To have analysis and data points on how the pandemic is affecting the logsitics industry between Canada and the US, across the border.
Cross Border Logistics - Analysis
In addition to the pandemic, the recent implementation (July 1) of the USMCA trade agreement as well as new tariffs, is having an impact on the cross border logistics industry (US/Canada).
UMSCA means for example, that Canadians will not have to pay duties on goods under C$150, and goods under C$40 will be tax exempt. This comes as e-commerce is booming due to COVID-19.
The land border is closed to non-essential travel. Supply chain and logistics are the exception.
Customs paperwork is now being done via e-mail, texts and other electronic forms, and that is bringing with it some challenges. Rules for customs compliance are also ever shifting.
Some Canadian truckers have expressed concern about crossing into the US, due to the high number of cases there.
Cross Border Logistics - Data Points
According to Transport Canada, some 30,000 trucks cross the Canada-U.S. border every day, transporting an estimated $1 billion in goods.
Commercial traffic entering Canada remained relatively stable throughout the pandemic, when compared to last year, with weekly declines averaging between 10 and 30%.
Over the past month, the volume of trucks crossing the US-Canadian border has remained roughly stable, with a dip around the 2 and 3 of August. Likewise, the crossing duration was stable at around 9 to 10 minutes, but reaching an average of 14 minutes on 30 July.

__Exercises to complete__:
- A) Summarize the cross-border logistics text in two sentences.
- B) Write the next few sentences of the cross-border logistics text, picking up after its final line.

__Supplied data__:
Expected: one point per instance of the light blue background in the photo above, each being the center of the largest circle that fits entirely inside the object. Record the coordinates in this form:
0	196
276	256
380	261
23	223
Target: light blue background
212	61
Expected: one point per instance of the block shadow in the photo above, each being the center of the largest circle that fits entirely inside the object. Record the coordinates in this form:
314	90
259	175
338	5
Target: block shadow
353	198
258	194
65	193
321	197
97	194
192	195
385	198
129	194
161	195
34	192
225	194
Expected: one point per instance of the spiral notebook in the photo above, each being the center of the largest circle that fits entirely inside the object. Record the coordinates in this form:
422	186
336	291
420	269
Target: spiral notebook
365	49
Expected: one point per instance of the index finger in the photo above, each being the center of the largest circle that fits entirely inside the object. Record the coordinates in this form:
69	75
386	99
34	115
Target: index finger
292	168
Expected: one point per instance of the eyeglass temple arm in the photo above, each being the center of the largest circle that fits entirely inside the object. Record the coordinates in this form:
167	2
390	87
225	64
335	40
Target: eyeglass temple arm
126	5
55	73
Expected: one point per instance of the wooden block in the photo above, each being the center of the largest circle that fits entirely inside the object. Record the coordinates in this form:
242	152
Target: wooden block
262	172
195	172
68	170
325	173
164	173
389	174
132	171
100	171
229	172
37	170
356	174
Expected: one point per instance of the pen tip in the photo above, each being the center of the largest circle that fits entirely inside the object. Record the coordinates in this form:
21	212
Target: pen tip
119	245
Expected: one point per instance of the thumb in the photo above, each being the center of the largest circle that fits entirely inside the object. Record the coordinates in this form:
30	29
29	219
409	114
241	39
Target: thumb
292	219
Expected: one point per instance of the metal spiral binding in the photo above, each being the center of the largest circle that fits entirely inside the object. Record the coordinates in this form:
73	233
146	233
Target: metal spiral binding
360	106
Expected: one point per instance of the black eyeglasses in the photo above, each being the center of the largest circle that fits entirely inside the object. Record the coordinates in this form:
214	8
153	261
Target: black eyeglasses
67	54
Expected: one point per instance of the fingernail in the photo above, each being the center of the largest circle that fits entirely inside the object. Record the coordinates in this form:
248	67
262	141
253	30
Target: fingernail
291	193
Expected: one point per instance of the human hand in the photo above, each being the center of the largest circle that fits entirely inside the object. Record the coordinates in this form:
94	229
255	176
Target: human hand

__Answers by item__:
- A) The pandemic, the USMCA trade agreement implemented on July 1, and new tariffs are all having an impact on cross-border logistics between Canada and the US, where the land border is closed to non-essential travel but supply chain and logistics remain the exception. About 30,000 trucks cross the Canada-U.S. border each day carrying an estimated $1 billion in goods, and over the past month both truck volumes and crossing times have stayed roughly stable.

- B)
Truck traffic crossing across all US-Canadian borders is at 75% compared to normal volume.
We found that most available information was either focused on the impact of USMCA on e-commerce and trade more broadly (rather than just the logistics industry), or that reports focused on the logistics industry under Covid didn't hone in only on to the US-Canadian border (that is, all the data was just for the US as a whole, for example).
Information that was available tended to focus more on the US-Mexican border, than the border with Canada.
While the logistics industry includes producing, obtaining, packaging, transporting and distributing products, the main element of the logistics industry that is impacted by land border regulations is transportion. Hence, we suggest focusing mostly on transportion (delivery, logistics) and trucking.